## [WHAT NEEDS TO BE DONE]
Print every record word for word.

___ DATA IN THIS EXERCISE ___

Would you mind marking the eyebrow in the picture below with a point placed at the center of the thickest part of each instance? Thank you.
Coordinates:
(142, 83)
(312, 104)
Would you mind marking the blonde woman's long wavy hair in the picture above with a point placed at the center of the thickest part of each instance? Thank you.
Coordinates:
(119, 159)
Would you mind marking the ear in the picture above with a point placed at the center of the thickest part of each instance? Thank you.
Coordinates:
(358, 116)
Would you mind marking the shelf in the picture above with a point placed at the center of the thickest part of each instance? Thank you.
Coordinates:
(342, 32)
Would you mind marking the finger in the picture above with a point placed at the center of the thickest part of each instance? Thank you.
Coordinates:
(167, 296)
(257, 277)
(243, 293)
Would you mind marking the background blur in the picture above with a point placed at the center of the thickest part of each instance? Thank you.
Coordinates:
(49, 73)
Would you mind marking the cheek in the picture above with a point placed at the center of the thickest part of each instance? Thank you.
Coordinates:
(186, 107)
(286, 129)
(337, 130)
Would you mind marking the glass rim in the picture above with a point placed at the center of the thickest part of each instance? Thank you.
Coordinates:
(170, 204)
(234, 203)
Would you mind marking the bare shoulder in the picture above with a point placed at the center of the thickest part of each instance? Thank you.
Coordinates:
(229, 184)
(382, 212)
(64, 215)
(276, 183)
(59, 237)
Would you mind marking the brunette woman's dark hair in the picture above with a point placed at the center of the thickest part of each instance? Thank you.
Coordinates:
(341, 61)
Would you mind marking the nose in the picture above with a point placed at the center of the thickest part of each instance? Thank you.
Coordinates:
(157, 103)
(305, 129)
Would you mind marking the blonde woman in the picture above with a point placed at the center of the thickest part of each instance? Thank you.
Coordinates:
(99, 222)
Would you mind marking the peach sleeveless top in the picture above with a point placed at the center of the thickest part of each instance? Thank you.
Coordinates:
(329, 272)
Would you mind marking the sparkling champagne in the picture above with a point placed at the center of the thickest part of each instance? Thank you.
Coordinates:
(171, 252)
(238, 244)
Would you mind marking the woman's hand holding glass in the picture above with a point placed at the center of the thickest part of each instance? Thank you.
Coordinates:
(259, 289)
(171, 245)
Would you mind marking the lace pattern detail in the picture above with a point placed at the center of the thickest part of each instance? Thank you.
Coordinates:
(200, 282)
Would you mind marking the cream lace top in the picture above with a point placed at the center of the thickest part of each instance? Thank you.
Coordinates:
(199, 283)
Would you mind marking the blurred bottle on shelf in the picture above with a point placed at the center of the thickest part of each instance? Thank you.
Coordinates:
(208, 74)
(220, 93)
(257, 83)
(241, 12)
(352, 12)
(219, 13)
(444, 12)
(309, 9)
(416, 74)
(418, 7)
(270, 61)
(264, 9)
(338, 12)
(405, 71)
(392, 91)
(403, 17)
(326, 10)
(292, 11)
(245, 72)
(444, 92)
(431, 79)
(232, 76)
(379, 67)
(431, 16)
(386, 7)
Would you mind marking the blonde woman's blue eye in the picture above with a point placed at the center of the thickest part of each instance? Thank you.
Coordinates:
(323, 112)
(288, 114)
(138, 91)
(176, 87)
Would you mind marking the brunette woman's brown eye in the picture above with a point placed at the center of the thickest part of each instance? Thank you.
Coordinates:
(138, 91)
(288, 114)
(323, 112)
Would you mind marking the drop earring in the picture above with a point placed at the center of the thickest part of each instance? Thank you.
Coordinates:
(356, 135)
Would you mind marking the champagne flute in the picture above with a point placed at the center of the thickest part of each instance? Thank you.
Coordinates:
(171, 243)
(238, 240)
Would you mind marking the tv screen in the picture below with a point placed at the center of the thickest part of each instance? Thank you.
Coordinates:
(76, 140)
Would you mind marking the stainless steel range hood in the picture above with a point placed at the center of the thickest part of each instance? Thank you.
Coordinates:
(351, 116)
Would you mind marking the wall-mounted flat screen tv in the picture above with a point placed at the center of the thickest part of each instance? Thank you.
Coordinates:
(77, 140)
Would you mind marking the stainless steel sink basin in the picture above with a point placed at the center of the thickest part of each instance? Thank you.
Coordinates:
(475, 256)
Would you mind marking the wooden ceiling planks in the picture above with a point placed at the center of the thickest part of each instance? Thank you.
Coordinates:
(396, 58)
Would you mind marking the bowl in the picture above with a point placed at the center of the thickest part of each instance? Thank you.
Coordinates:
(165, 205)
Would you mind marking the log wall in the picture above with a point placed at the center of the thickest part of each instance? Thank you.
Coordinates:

___

## [WORKED SOLUTION]
Would you mind marking the eyebrow in the picture below with a point placed at the center of the thickest part of each instance? Thank you.
Coordinates:
(142, 83)
(312, 104)
Would you mind marking the blonde woman's long wavy hair in the picture above with a point placed at the center of the thickest part of each instance? Thank you.
Coordinates:
(119, 159)
Would you mind marking the ear in the picture above with a point placed at the center of the thickest part of each instance? Thank you.
Coordinates:
(358, 116)
Would you mind marking the shelf in the picture above with a point placed at the center of the thickest part of each instance? Thank you.
Coordinates:
(342, 32)
Would you mind marking the finger in the picture above with a point placed at the center of the thickest part of each instance? Thank you.
Coordinates:
(167, 296)
(257, 277)
(243, 293)
Would you mind marking the background blur in the picture above with a point placed at the center of the thickest part of each instance? Thank you.
Coordinates:
(49, 73)
Would you mind marking the cheek in the picture above with a point placed at the center of the thickest part of each instance? Thank you.
Coordinates:
(186, 107)
(286, 129)
(337, 130)
Would you mind marking the glass rim in the picture above with a point placed at the center of the thickest part of each instance? Thank you.
Coordinates:
(170, 204)
(234, 203)
Would you mind marking the bare shoulder in the picture above with a point placed at the center of the thickest part of each instance? Thank you.
Coordinates:
(229, 184)
(382, 212)
(64, 215)
(276, 183)
(59, 237)
Would you mind marking the brunette woman's dark hair in the picture above with a point placed at the center of the thickest part of each instance? Thank you.
Coordinates:
(341, 61)
Would you mind marking the nose in the picture above with a point placed at the center of the thickest part of each instance? Thank you.
Coordinates:
(157, 103)
(305, 129)
Would you mind marking the blonde woman in the picture above with a point placed at the center of the thickest part of each instance? Thank you.
Coordinates:
(99, 222)
Would you mind marking the peach sleeveless top in the picture above with a point placed at the center of the thickest part of each instance? Thank you.
Coordinates:
(329, 272)
Would you mind marking the sparkling champagne in the picture above with a point placed at the center of the thickest part of each instance? Thank you.
Coordinates:
(171, 252)
(238, 244)
Would you mind marking the woman's hand holding glass in the picture above with a point placed at the center of the thickest part of each instance? Thank you.
Coordinates:
(259, 289)
(171, 245)
Would you mind marking the lace pattern detail in the picture above with a point placed at the center of the thickest part of each instance? Thank you.
Coordinates:
(200, 282)
Would you mind marking the cream lace top in the picture above with a point placed at the center of the thickest part of each instance? Thank you.
Coordinates:
(199, 283)
Would you mind marking the blurred bottle on shelf in the picture above with a point placed at the center of the thickest part of each instance? Thank you.
Coordinates:
(208, 74)
(220, 93)
(257, 83)
(241, 12)
(352, 12)
(219, 13)
(444, 12)
(309, 9)
(416, 74)
(418, 7)
(270, 61)
(264, 9)
(338, 12)
(405, 71)
(392, 91)
(403, 17)
(326, 10)
(292, 11)
(245, 72)
(444, 92)
(431, 79)
(232, 76)
(379, 67)
(431, 16)
(386, 7)
Would you mind marking the blonde woman's blue eye in the picture above with a point placed at the center of the thickest part of each instance? Thank you.
Coordinates:
(323, 112)
(288, 114)
(138, 91)
(176, 87)
Would you mind marking the brunette woman's brown eye in the picture above with a point placed at the center of the thickest part of each instance? Thank you.
Coordinates:
(138, 91)
(288, 114)
(323, 112)
Would you mind marking the drop earring in the picture above with a point placed at the center of the thickest part of each instance? Thank you.
Coordinates:
(356, 135)
Would you mind marking the champagne flute in the picture above with a point placed at the center of the thickest part of each instance? Thank you.
Coordinates:
(171, 243)
(238, 240)
Would you mind marking the tv screen in the picture below with a point placed at the center of the thickest part of each instance? Thank you.
Coordinates:
(76, 140)
Would you mind marking the stainless steel range hood in the picture above with a point placed at the center of the thickest part of each instance? Thank you.
Coordinates:
(351, 116)
Would you mind marking the wall-mounted flat screen tv in the picture above with a point placed at the center of the thickest part of each instance? Thank you.
Coordinates:
(77, 140)
Would you mind marking the stainless steel sink basin in the picture above with a point placed at the center of the thickest part of each instance? Thank you.
Coordinates:
(475, 256)
Would you mind marking the wooden ceiling planks in the picture above with a point placed at the center of the thickest part of each instance? Thank you.
Coordinates:
(396, 58)
Would you mind marking the bowl in the picture above with a point placed at the center of the thickest part of each instance? Thank you.
Coordinates:
(165, 205)
Would you mind marking the log wall in the picture above with a point placed at the center of the thickest part of each instance? Thank you.
Coordinates:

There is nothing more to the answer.